Dataset entries:
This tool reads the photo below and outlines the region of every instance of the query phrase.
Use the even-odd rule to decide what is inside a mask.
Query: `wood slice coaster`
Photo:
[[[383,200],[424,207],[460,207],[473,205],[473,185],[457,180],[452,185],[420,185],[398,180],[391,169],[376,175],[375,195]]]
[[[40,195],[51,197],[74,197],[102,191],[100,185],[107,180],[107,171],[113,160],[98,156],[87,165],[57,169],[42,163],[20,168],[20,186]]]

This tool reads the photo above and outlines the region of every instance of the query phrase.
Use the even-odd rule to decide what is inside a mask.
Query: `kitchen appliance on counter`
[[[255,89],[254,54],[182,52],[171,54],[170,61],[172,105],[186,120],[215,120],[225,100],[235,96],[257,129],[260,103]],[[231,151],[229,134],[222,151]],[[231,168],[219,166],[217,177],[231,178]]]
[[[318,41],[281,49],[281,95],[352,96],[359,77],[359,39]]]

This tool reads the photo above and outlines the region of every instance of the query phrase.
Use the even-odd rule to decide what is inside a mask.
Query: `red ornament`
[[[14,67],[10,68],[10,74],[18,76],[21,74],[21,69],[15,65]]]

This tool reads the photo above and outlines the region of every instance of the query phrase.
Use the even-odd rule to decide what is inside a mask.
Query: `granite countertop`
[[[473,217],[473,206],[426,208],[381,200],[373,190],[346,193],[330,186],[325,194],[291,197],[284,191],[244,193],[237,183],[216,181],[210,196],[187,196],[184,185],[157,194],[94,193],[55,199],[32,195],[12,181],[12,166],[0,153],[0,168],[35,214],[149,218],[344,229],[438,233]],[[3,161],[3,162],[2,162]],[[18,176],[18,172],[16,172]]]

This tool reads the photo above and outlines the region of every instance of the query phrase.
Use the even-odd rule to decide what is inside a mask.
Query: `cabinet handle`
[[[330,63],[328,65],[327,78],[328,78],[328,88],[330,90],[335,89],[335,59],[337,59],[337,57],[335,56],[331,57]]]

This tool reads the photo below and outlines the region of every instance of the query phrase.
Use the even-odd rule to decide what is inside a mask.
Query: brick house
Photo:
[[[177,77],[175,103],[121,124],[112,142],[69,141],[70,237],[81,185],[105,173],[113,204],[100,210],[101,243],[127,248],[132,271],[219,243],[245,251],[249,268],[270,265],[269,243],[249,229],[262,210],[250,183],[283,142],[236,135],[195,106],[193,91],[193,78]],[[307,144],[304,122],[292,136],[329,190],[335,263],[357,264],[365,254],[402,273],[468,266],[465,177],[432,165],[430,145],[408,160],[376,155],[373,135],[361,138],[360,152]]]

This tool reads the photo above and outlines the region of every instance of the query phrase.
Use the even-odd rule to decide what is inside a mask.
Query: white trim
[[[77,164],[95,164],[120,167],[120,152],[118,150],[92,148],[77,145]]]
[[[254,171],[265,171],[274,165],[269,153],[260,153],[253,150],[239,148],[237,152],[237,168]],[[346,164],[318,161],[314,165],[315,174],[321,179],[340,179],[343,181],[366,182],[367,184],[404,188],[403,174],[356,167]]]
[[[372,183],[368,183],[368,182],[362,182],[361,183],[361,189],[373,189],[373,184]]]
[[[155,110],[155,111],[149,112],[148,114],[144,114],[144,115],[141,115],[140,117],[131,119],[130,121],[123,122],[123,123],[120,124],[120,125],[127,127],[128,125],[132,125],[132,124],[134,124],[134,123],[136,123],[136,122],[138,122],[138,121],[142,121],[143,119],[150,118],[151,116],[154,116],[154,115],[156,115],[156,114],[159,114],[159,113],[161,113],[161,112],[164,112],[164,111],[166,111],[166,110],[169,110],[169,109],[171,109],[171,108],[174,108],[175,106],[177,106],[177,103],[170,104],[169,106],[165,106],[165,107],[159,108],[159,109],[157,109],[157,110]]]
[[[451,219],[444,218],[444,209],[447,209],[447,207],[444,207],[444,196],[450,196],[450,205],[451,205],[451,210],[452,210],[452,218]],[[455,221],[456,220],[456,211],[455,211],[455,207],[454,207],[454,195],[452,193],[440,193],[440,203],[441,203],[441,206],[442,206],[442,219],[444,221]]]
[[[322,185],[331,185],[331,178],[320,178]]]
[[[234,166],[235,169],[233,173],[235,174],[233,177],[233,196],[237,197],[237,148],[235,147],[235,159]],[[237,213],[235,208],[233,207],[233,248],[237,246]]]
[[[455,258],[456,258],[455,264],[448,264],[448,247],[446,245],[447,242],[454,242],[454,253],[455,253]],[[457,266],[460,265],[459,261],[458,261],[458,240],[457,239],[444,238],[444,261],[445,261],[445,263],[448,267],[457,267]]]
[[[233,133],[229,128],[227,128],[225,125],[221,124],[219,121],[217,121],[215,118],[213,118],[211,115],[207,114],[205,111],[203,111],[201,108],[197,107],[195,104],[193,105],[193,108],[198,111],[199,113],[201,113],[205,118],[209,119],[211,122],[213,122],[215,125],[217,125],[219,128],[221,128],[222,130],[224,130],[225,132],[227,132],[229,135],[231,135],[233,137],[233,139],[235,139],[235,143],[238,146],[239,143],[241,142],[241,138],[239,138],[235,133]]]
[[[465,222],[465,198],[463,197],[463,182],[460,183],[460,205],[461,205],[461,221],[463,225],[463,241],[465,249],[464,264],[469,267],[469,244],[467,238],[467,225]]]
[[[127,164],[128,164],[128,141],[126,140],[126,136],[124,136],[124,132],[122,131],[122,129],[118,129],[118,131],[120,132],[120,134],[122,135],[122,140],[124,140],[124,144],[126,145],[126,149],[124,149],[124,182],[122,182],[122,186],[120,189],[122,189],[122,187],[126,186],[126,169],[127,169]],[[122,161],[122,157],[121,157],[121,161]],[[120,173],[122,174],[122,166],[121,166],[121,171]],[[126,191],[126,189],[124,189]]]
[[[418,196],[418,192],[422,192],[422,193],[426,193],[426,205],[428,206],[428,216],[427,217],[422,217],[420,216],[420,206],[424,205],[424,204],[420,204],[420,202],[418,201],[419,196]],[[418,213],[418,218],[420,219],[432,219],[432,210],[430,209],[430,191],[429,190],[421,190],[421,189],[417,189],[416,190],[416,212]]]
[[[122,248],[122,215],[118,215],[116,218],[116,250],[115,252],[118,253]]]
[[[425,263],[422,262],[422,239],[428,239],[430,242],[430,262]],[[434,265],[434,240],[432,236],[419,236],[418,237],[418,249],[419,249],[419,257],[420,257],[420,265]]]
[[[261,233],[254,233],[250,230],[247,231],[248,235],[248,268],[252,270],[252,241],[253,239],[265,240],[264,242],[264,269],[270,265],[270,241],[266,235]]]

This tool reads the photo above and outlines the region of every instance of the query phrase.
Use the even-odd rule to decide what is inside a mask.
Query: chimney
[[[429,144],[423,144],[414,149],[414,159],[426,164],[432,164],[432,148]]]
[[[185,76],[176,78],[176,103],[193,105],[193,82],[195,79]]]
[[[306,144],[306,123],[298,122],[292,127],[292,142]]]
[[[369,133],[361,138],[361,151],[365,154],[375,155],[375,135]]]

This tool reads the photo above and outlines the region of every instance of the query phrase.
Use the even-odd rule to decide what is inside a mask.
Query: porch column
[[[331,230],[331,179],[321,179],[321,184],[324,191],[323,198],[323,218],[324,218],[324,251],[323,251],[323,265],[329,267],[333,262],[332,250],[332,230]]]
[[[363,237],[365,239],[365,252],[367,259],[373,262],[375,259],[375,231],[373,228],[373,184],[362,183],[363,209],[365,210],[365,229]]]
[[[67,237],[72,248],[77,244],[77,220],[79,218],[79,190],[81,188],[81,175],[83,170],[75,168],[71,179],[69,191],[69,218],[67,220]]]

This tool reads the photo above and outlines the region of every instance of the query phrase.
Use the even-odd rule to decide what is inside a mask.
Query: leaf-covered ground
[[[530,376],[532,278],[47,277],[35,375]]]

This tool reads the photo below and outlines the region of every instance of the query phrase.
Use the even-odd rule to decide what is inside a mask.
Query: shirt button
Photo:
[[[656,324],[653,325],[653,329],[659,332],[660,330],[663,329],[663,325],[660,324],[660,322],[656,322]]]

Prompt: The answer must be the lines from the one containing "Query: chimney" through the last line of the records, written out exactly; please include nothing more.

Completed exercise:
Query: chimney
[[[429,144],[423,144],[414,149],[414,159],[426,164],[432,164],[432,148]]]
[[[185,76],[176,78],[176,103],[193,105],[193,82],[195,79]]]
[[[306,144],[306,123],[298,122],[292,127],[292,142]]]
[[[369,133],[361,138],[361,151],[365,154],[375,155],[375,135]]]

This tool reads the photo above and outlines the region of every instance of the query phrase.
Use the even-odd rule to decide what is inside a mask.
Query: porch column
[[[331,230],[331,179],[321,179],[321,184],[324,191],[323,198],[323,218],[324,218],[324,251],[323,251],[323,265],[329,267],[333,262],[332,250],[332,230]]]
[[[363,237],[365,239],[365,252],[367,259],[373,262],[375,259],[375,231],[373,228],[373,184],[362,183],[363,209],[365,210],[365,229]]]
[[[67,237],[72,248],[77,244],[77,220],[79,218],[79,190],[81,188],[81,175],[83,170],[75,168],[71,179],[69,191],[69,218],[67,220]]]

This tool reads the photo above and outlines the region of every instance of the query phrase.
Use the even-odd rule to decide what is inside a mask.
Query: leaf-covered ground
[[[530,376],[532,278],[47,277],[35,375]]]

This tool reads the photo below and outlines the region of every instance of the query phrase.
Use the even-odd rule to decide what is inside a mask.
Query: shirt button
Photo:
[[[656,324],[653,325],[653,329],[659,332],[660,330],[663,329],[663,325],[660,324],[660,322],[656,322]]]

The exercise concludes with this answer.